#### Directions:
Starting at the line that holds "jacket, that would be most helpful.", quote every line through the end of the records, both boundary lines included. Omit the pictures.
======== Records for processing
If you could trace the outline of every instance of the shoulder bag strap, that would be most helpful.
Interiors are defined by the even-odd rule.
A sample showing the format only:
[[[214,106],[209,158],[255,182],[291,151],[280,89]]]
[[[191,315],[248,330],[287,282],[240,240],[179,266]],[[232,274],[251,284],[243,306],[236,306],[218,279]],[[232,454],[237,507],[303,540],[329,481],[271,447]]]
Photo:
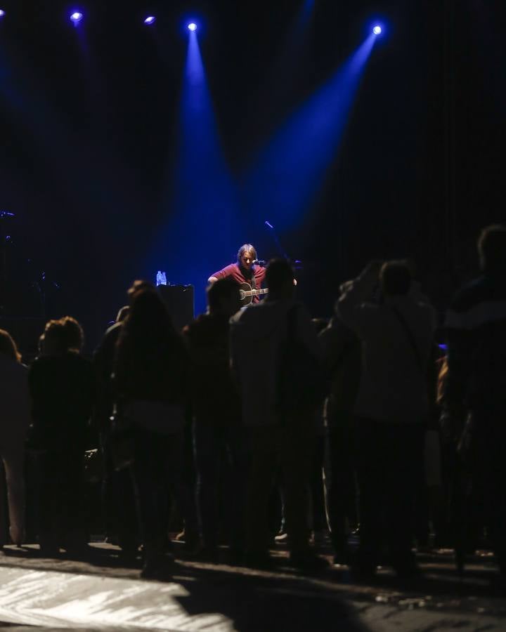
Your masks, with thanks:
[[[396,315],[396,316],[397,317],[397,320],[401,323],[401,324],[403,327],[403,329],[404,329],[404,331],[406,334],[408,340],[409,341],[410,345],[411,345],[411,348],[413,350],[413,353],[415,353],[415,357],[416,357],[416,360],[417,360],[417,364],[418,365],[418,368],[420,369],[420,371],[424,374],[425,370],[424,370],[424,366],[423,366],[423,361],[422,360],[422,355],[420,355],[420,350],[418,349],[418,347],[417,346],[417,343],[415,341],[415,336],[413,334],[413,331],[410,329],[409,325],[406,322],[406,318],[402,315],[401,311],[394,307],[391,308],[391,310]]]

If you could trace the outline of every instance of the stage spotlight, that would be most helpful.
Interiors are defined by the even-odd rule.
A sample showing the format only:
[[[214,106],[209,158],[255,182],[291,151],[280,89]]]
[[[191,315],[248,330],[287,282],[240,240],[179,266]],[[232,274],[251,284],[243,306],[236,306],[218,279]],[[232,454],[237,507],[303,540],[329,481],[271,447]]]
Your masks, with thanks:
[[[70,21],[73,22],[74,24],[79,24],[79,22],[83,19],[84,15],[82,13],[79,11],[74,11],[72,15],[70,15]]]

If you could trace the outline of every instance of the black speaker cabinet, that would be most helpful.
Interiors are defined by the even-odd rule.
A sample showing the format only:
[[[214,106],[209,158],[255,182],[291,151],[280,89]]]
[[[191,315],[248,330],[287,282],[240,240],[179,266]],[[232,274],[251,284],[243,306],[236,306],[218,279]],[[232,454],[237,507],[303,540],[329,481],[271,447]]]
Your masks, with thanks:
[[[157,290],[178,331],[193,320],[193,285],[159,285]]]

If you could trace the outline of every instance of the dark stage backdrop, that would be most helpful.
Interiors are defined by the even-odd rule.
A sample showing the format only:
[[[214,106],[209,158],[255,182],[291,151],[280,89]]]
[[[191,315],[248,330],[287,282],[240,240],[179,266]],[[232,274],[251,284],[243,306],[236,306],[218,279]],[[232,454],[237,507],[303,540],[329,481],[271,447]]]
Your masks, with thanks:
[[[315,315],[331,312],[339,284],[372,257],[413,258],[444,305],[476,268],[478,230],[505,217],[505,3],[316,0],[297,72],[276,77],[302,4],[83,0],[78,32],[69,3],[3,2],[0,209],[16,213],[4,221],[13,311],[74,315],[93,343],[129,282],[154,279],[150,251],[174,212],[186,15],[204,24],[202,58],[238,179],[371,19],[384,20],[325,183],[280,237],[304,262],[299,288]],[[156,31],[141,24],[150,13]],[[264,258],[277,254],[268,211],[240,211],[244,239],[223,265],[242,241]],[[167,251],[184,239],[167,234]]]

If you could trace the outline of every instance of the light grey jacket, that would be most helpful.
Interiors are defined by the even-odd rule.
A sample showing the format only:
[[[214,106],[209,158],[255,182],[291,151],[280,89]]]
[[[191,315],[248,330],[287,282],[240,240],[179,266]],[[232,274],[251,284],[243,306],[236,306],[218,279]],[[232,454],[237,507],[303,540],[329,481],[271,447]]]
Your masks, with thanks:
[[[429,412],[427,370],[434,341],[434,308],[411,294],[368,302],[370,279],[358,277],[345,286],[338,303],[343,322],[362,342],[362,371],[354,413],[391,423],[413,423]],[[405,328],[412,332],[422,367]]]

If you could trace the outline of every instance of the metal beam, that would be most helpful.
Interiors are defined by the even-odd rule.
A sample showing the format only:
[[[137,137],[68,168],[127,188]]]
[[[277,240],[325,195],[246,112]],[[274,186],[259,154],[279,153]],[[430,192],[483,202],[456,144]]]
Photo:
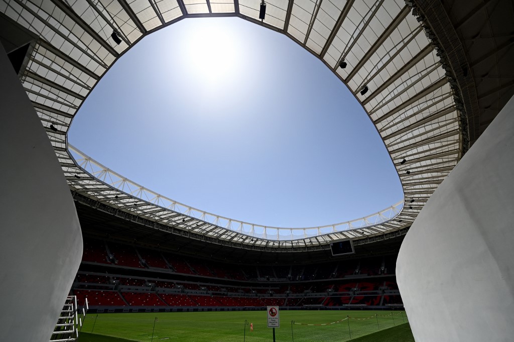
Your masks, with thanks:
================
#### Solution for this problem:
If you could trace the outline of every instance of the light grey jacket, that would be most helpful.
Interiors are defined by the even-odd rule.
A sample showing the format only:
[[[214,106],[209,158],[255,182],[291,151],[280,89]]]
[[[191,315],[248,330],[287,282],[240,240],[179,266]],[[232,274],[251,284],[243,306],[236,306],[218,279]],[[232,454],[237,507],[303,540],[329,481],[271,447]]]
Your masks, with thanks:
[[[429,412],[427,370],[434,341],[434,308],[411,294],[368,302],[370,279],[358,277],[345,286],[338,303],[343,322],[362,342],[362,371],[354,413],[391,423],[413,423]],[[405,328],[412,332],[422,367]]]

If you could trace the outline of every instance of the metal beam, that would be most helpful.
Interiors are defined by the even-odd rule.
A sample showing the format only:
[[[137,137],[68,168],[127,188]]]
[[[277,240],[325,195],[246,112]],[[274,186],[259,154],[279,153]],[[430,192],[483,202],[456,144]]]
Photo:
Your masks, with thanks:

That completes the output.